**Instructions to follow:**
Copy out the listing below with every "place one dot" changed to "put one mark" and nothing else altered. Leave the pictures out.

== Supplied data ==

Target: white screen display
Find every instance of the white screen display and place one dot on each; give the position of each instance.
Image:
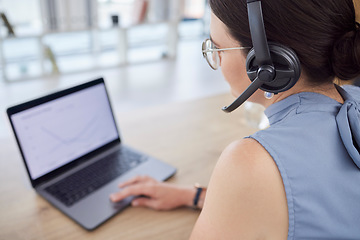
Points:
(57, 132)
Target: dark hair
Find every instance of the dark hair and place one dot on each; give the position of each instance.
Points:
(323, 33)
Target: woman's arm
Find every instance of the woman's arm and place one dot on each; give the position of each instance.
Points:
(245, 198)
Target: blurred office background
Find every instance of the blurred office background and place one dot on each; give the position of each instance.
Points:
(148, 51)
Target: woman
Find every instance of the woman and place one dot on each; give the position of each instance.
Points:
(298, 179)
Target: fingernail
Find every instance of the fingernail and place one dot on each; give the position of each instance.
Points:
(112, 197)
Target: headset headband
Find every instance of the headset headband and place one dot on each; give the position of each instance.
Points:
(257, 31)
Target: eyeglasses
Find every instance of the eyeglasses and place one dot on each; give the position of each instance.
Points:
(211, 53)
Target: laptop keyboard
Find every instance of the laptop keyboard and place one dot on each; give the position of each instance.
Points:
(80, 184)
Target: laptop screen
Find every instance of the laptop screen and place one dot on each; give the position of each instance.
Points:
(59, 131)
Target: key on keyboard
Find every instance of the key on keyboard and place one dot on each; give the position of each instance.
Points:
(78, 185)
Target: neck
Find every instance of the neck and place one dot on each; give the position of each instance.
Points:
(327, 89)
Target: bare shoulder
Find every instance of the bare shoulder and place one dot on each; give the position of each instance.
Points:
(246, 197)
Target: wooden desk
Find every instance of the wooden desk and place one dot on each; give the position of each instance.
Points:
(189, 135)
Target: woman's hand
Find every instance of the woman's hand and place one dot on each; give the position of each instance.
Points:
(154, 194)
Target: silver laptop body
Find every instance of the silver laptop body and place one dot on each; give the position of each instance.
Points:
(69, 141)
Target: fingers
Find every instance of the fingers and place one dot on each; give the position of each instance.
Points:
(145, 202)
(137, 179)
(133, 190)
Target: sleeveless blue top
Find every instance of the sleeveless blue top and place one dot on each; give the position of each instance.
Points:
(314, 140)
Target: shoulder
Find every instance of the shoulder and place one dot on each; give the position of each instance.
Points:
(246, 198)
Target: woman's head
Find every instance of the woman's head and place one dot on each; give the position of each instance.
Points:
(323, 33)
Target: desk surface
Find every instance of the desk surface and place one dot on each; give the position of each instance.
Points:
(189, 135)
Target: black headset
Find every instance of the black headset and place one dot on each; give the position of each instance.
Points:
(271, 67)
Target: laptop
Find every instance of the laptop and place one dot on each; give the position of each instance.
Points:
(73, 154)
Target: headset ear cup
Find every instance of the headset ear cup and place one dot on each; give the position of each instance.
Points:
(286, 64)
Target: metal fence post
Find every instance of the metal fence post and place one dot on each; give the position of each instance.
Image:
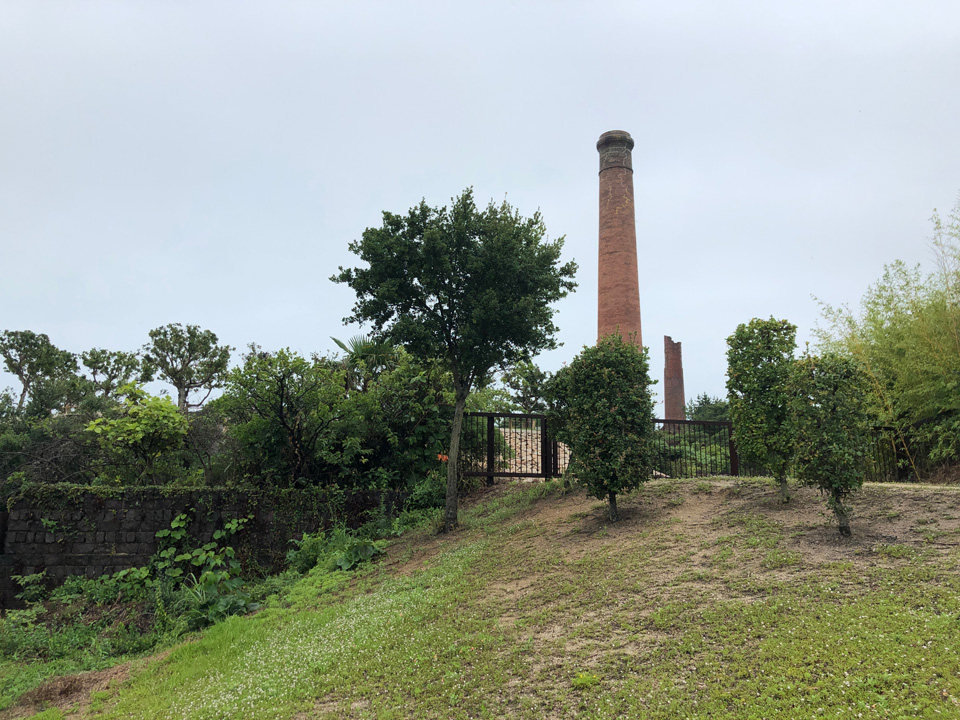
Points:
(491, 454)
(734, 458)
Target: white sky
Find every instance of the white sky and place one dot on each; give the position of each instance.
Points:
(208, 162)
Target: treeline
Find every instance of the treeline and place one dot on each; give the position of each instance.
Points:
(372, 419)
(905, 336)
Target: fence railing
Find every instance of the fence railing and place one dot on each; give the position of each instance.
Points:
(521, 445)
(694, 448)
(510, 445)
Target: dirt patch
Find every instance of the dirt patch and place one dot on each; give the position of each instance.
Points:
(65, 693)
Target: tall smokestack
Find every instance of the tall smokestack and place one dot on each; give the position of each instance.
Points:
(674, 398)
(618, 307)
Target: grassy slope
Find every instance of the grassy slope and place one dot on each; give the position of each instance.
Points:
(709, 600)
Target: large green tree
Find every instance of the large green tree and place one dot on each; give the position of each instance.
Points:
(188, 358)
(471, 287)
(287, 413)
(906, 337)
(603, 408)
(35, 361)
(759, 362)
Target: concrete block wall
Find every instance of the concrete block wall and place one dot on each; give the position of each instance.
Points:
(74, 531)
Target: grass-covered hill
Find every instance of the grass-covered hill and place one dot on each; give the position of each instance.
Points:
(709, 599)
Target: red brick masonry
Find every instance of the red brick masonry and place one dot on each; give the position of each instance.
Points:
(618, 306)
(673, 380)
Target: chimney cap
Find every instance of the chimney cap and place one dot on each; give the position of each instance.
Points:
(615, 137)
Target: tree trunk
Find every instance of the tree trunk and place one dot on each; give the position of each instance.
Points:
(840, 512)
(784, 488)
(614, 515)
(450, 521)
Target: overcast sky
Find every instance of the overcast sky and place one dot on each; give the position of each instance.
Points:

===

**The reply:**
Target: white screen display
Find every instance of the white screen display and put one mark on each; give the position of each instance.
Image:
Points:
(57, 132)
Target: dark hair
Find every instance of the dark hair and put one mark on each; give the position of each instance.
Points:
(323, 33)
Target: woman's arm
Find every instance of the woman's arm and put one mark on each; give the position of each instance.
Points:
(245, 198)
Target: blurred office background
Find every instance of the blurred office background and put one mark on each; give the position of each instance.
Points:
(148, 51)
Target: woman
Find every instance of the woman and put one mark on each; give the position of each instance.
Points:
(298, 179)
Target: fingernail
Find every instance of the fingernail and put one mark on each; give the position of each instance.
Points:
(112, 197)
Target: headset headband
Find every instance of the headset headband and put one mark on each; give the position of each instance.
Points:
(257, 31)
Target: eyeglasses
Find every instance of the eyeglasses and put one mark on each; give the position of each instance.
Points:
(211, 53)
Target: laptop keyboard
Find every instance of the laptop keyboard and put one mark on each; give the position of each instance.
Points:
(80, 184)
Target: laptop screen
Find every instance of the laptop screen and put one mark on each; give the position of each instance.
Points:
(59, 131)
Target: key on keyboard
Find every instance of the key on keyboard and put one mark on each; give the position of each instance.
Points:
(78, 185)
Target: neck
Find every instance of the neck and put one mark on each; give the position of each instance.
Points:
(327, 89)
Target: bare shoulder
Find every instance of the bare shoulder and put one mark on each; give the position of each instance.
Points:
(246, 197)
Target: wooden desk
Find every instance of the wooden desk and put one mark on each; give the position of each instance.
Points:
(189, 135)
Target: woman's hand
Find every instance of the woman's hand and put one mark on each; give the position of each instance.
Points:
(154, 194)
Target: silver laptop body
Find every instance of the silver laptop body and put one mark on each; give the position of each instance.
Points:
(69, 141)
Target: fingers
Find every instance of the fingers and put one mark on each; give the position of each instance.
Points:
(145, 202)
(137, 179)
(133, 190)
Target: sleeveless blue top
Find every instance of the sleeveless blue top and put one mark on each; give the position of each instance.
Points:
(314, 140)
Target: shoulder
Find every instance of the shoulder and put one mark on each; give the position of each instance.
Points:
(246, 198)
Target: woman's head
Find every instance of the woman's head and put one mark on each; give the position of each instance.
Points:
(323, 33)
Target: desk surface
Find every instance of the desk surface and put one mark on each; give the position of each instance.
Points:
(189, 135)
Target: black headset
Find every instance of the black headset and put one mark on each; give the position of each instance.
Points:
(271, 67)
Target: laptop
Find every instance of the laptop and put one mark on each; give the position of each instance.
Points:
(73, 154)
Target: headset ear cup
Find every instance of the headset ear cup and put one mark on each; give the position of each instance.
Points:
(286, 64)
Target: metal fence post
Find every instance of the metal fence post and put one mark on each; give the position of each instance.
Image:
Points:
(491, 454)
(734, 458)
Target: white sky
Find every instance of the white sky and put one mark on each; give the position of each instance.
Points:
(208, 162)
Target: treeline
Find every instance of the treeline and put one mark on each; give the position of each instance.
Points:
(372, 419)
(905, 336)
Target: fence railing
Find every instance of the fence railing and put one mark on each; give the position of each instance.
Points:
(521, 445)
(694, 448)
(510, 445)
Target: dirt patch
Find every instance of the dirt patch and put one mark on each; give the position of each instance.
Points:
(65, 693)
Target: tall smokestack
Find every instance of the tall smokestack and put one mark on each; give the position of each instance.
Points:
(674, 398)
(618, 307)
Target: grassy slope
Find every instance of the grassy slope and put one mark on each; give the position of each instance.
Points:
(709, 600)
Target: large green tree
Find every instance of the large green tree and put one mark on each; give the position of each instance.
Points:
(188, 358)
(471, 287)
(287, 413)
(906, 337)
(603, 408)
(35, 361)
(759, 362)
Target: concrete block wall
Find every instance of the concrete block wall and put one mark on each; give the position of each instance.
Points:
(74, 531)
Target: grass-covered hill
Find every instance of the grass-covered hill and put one mark on each; give the position of each instance.
Points:
(709, 599)
Target: red brick masonry
Find every instance of the red brick masonry and put one mark on each; give the position of each instance.
Points:
(618, 306)
(673, 380)
Target: chimney cap
Find every instance of the chimney cap and put one mark on each; give the position of each instance.
Points:
(615, 137)
Target: tree trunk
Find every instance of the tree trunk and put one mark on each; give the position of each instance.
Points:
(840, 512)
(784, 488)
(614, 515)
(450, 521)
Target: overcast sky
Find every instance of the overcast sky and put one mark on each; give the position of each instance.
Points:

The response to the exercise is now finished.